▶ Dataset
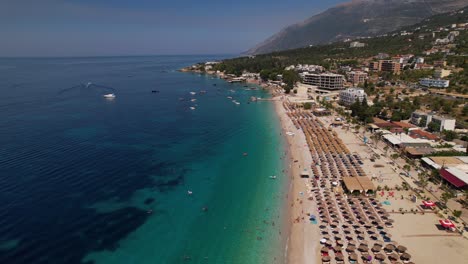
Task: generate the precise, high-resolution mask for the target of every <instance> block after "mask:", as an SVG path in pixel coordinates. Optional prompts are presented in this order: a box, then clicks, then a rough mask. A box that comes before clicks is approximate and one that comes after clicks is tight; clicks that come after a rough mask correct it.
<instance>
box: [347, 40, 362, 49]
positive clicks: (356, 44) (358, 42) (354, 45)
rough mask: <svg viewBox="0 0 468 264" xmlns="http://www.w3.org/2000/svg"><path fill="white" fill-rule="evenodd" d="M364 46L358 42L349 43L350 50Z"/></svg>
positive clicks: (361, 42)
mask: <svg viewBox="0 0 468 264" xmlns="http://www.w3.org/2000/svg"><path fill="white" fill-rule="evenodd" d="M365 46H366V44H365V43H362V42H359V41H353V42H351V43H349V47H350V48H363V47H365Z"/></svg>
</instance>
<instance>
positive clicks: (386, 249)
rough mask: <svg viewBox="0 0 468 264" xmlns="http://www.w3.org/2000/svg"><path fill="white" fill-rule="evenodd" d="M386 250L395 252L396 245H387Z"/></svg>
mask: <svg viewBox="0 0 468 264" xmlns="http://www.w3.org/2000/svg"><path fill="white" fill-rule="evenodd" d="M384 250H385V251H386V252H392V251H393V250H395V245H393V244H388V245H386V246H385V247H384Z"/></svg>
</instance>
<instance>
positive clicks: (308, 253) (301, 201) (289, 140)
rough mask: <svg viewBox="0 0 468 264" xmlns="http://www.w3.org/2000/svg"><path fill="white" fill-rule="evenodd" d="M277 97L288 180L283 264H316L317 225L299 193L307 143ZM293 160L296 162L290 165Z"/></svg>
mask: <svg viewBox="0 0 468 264" xmlns="http://www.w3.org/2000/svg"><path fill="white" fill-rule="evenodd" d="M281 98H284V97H281V96H276V97H273V99H274V100H273V103H274V109H275V112H276V115H277V117H278V119H279V121H280V125H281V131H282V132H281V134H282V136H283V138H284V139H285V143H286V144H287V146H286V155H285V167H286V169H287V173H286V174H285V175H286V176H287V177H288V181H287V183H286V184H287V186H285V188H287V198H286V199H285V201H286V202H287V205H286V207H285V208H284V212H285V214H284V219H283V221H284V225H285V231H286V234H287V236H286V240H285V244H284V251H285V252H284V263H320V257H319V256H318V254H317V252H319V247H320V244H319V243H318V238H319V236H320V234H319V229H318V226H317V225H312V224H310V223H309V220H308V219H307V217H306V215H305V214H306V213H307V212H309V213H312V212H315V211H316V210H317V208H316V205H315V203H305V202H304V201H303V200H305V199H304V197H303V196H302V195H301V194H300V193H305V191H306V186H305V184H306V183H307V180H306V179H302V178H300V177H298V176H299V174H300V172H301V170H302V169H303V168H304V167H303V166H304V164H310V162H311V156H310V152H309V151H304V149H303V148H307V149H308V146H307V142H306V140H305V135H304V133H303V132H302V130H300V129H299V130H298V129H296V128H295V126H294V124H293V122H292V120H291V119H290V118H289V117H288V115H287V112H286V109H284V107H283V100H281ZM288 131H289V132H293V133H295V135H294V136H288V135H287V134H286V132H288ZM295 160H297V162H294V161H295ZM306 166H307V165H306ZM306 236H307V237H314V238H317V239H305V237H306Z"/></svg>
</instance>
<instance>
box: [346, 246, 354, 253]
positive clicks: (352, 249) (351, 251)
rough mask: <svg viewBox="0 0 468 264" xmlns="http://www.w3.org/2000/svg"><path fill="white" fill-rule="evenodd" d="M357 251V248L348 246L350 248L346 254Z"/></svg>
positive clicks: (346, 248)
mask: <svg viewBox="0 0 468 264" xmlns="http://www.w3.org/2000/svg"><path fill="white" fill-rule="evenodd" d="M355 250H356V247H355V246H351V245H348V247H346V252H354V251H355Z"/></svg>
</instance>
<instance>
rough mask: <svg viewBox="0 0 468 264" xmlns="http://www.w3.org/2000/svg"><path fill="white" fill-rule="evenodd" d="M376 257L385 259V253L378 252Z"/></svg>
mask: <svg viewBox="0 0 468 264" xmlns="http://www.w3.org/2000/svg"><path fill="white" fill-rule="evenodd" d="M375 259H377V260H380V261H382V260H385V255H384V254H381V253H379V254H376V255H375Z"/></svg>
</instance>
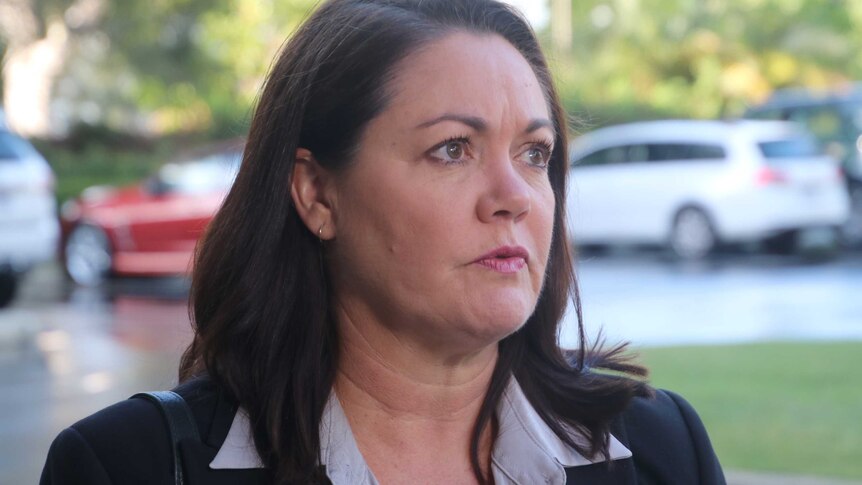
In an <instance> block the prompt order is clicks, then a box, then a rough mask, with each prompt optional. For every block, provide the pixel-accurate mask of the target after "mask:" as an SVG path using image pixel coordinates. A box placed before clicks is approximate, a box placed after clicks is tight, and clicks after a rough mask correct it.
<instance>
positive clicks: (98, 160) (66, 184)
mask: <svg viewBox="0 0 862 485" xmlns="http://www.w3.org/2000/svg"><path fill="white" fill-rule="evenodd" d="M84 131H85V132H84V133H80V134H79V136H80V138H75V139H73V140H71V141H70V142H66V143H63V144H56V143H51V142H47V141H40V140H33V144H34V146H35V147H36V149H37V150H39V152H40V153H42V155H43V156H44V157H45V159H47V160H48V163H49V164H50V165H51V167H52V168H53V169H54V175H55V176H56V178H57V187H56V194H57V200H58V201H59V202H60V203H62V202H64V201H66V200H69V199H71V198H73V197H76V196H78V195H80V193H81V191H83V190H84V189H86V188H87V187H92V186H94V185H112V186H124V185H129V184H134V183H137V182H139V181H141V180H143V179H145V178H146V177H148V176H150V175H152V174H153V173H155V171H156V169H157V168H158V167H159V166H161V165H162V164H164V163H165V162H167V161H169V160H172V159H173V158H174V154H175V153H176V151H177V149H178V146H180V145H182V144H183V142H182V141H180V140H172V139H164V140H161V141H158V142H152V141H147V140H133V139H131V138H129V137H126V136H122V135H119V136H118V134H116V133H112V132H110V131H106V130H104V129H103V128H86V129H85V130H84ZM78 141H80V143H77V142H78Z"/></svg>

▶ Exercise prompt
Find each line in the records above that contains the word "every", and copy those lines in full.

▶ Written response
Task: generate the precise, high-resolution mask for the target of every <instance> block after "mask:", as an SVG path in pixel coordinates. Optional prompts are presented in this order: a box, then clicks, then a rough mask. A box that comes before clicks is approximate and one that comes after clicks is tight; clicks that come after a rough mask correct it.
In an <instance> block the prompt order is clicks, then a box, then a rough mask, with each prompt optional. For every block, provide the pixel-accurate mask of the target after "mask:" as an SVG path using image pixel coordinates. A box placed before clicks is approximate, a box placed after clicks is tight, and clicks after a rough mask correct it.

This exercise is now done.